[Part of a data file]

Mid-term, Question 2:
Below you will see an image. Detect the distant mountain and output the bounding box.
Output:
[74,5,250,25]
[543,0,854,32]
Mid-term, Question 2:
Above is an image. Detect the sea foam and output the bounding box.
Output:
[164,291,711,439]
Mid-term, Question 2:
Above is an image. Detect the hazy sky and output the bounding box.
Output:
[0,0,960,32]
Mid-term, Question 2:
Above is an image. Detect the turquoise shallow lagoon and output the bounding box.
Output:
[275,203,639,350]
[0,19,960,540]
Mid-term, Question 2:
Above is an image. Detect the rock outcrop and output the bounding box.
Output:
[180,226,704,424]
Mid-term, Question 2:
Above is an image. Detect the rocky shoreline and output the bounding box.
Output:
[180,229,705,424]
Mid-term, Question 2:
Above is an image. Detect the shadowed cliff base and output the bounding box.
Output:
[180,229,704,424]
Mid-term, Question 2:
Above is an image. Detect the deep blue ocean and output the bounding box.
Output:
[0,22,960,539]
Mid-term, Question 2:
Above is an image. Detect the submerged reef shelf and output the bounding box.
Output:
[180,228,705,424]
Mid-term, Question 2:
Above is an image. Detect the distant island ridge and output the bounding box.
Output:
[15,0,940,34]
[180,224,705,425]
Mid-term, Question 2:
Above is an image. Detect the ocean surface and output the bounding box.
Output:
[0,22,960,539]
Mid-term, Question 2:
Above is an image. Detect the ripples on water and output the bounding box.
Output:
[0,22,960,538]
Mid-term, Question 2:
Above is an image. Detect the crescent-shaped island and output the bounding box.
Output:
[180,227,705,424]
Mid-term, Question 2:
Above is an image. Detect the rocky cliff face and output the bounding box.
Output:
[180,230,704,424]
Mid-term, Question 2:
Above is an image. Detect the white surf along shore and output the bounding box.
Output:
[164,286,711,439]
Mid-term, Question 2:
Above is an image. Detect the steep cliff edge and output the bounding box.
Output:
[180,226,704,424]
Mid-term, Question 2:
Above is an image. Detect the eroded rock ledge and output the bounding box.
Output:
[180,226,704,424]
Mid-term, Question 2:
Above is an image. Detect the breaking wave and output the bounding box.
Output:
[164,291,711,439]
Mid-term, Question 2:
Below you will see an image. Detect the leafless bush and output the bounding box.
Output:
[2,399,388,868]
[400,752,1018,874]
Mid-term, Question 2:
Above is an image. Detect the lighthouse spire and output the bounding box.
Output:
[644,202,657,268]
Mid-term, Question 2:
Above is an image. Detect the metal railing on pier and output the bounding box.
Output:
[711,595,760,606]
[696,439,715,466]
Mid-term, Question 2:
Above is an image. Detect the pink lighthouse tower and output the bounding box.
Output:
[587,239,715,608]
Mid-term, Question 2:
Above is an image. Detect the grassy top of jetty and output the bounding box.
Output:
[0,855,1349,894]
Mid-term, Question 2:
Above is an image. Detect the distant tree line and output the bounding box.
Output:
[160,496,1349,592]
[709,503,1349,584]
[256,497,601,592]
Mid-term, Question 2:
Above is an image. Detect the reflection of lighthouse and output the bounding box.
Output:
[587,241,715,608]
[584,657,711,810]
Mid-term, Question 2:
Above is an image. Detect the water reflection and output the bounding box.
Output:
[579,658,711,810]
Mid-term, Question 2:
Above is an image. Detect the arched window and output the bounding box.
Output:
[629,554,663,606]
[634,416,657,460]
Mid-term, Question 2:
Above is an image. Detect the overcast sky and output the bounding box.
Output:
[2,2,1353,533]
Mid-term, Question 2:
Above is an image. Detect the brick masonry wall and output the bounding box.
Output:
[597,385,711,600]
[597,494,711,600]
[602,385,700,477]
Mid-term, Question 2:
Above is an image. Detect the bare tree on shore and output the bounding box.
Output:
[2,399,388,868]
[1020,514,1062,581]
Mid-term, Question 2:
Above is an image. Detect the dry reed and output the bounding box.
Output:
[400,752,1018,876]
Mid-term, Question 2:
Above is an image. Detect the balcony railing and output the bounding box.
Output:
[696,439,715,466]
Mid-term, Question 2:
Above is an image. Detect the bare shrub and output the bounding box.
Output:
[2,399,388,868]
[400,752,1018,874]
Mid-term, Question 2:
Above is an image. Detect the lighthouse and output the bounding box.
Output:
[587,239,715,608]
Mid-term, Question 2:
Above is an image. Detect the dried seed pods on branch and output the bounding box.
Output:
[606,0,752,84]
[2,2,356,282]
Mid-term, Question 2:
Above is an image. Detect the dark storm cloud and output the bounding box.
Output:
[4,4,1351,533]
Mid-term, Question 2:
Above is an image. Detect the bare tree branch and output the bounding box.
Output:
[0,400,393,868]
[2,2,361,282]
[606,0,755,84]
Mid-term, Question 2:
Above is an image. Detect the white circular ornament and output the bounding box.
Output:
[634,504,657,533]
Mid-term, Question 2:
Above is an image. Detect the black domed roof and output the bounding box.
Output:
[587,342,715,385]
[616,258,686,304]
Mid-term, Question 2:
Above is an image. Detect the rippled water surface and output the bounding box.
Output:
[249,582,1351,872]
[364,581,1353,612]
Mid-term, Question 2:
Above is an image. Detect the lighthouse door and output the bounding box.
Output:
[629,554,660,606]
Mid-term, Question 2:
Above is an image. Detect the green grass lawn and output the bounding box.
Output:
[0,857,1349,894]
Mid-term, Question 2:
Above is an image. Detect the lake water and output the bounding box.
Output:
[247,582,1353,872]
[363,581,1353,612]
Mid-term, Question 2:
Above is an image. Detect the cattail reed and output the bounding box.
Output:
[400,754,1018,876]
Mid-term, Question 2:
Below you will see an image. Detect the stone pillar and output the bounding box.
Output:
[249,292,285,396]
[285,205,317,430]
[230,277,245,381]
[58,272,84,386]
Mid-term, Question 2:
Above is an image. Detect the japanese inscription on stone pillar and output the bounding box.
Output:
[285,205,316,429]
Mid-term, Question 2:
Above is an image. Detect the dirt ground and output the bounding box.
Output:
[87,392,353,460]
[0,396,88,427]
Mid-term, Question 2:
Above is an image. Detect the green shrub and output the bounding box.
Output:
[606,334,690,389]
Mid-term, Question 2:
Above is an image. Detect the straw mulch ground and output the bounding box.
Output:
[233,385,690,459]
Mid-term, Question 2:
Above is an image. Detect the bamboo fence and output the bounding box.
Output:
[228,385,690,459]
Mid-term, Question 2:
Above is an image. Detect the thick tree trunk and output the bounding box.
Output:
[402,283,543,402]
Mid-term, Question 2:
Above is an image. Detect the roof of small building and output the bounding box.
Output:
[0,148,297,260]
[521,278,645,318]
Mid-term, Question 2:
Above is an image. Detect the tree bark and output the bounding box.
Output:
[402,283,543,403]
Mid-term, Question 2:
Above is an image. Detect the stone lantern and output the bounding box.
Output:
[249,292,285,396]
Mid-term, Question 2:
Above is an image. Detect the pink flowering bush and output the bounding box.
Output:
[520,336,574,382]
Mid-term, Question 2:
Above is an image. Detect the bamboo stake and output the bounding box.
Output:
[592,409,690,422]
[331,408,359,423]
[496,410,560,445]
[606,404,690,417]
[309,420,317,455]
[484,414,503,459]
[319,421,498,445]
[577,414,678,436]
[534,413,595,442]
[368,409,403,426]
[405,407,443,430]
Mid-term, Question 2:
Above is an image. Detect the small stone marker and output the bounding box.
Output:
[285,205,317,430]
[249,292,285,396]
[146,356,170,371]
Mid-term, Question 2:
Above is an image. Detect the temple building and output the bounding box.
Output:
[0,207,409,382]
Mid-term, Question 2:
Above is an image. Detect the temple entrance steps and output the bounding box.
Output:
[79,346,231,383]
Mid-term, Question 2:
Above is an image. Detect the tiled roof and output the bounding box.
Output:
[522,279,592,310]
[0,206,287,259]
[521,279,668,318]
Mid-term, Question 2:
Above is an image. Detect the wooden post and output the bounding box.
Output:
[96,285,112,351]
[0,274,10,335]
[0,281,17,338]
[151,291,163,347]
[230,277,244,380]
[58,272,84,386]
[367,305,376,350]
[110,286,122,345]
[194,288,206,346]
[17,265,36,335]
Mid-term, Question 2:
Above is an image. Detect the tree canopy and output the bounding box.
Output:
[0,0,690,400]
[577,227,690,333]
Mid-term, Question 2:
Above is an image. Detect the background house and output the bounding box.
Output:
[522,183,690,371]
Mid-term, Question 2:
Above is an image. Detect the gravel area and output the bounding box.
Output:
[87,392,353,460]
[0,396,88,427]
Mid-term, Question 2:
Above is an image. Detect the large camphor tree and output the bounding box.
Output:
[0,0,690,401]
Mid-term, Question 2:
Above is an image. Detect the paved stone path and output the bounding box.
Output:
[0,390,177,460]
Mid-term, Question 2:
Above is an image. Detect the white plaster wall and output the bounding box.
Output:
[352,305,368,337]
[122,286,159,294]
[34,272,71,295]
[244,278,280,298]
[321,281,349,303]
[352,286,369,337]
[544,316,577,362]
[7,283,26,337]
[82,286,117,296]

§ Task prompt
Please copy every line of the records above that contains the word "green".

§ Solution to this problem
Above is an image. Detect the green grass lawn and output the bounding box.
Above is an image. Detect the green shrub and output the bounding box.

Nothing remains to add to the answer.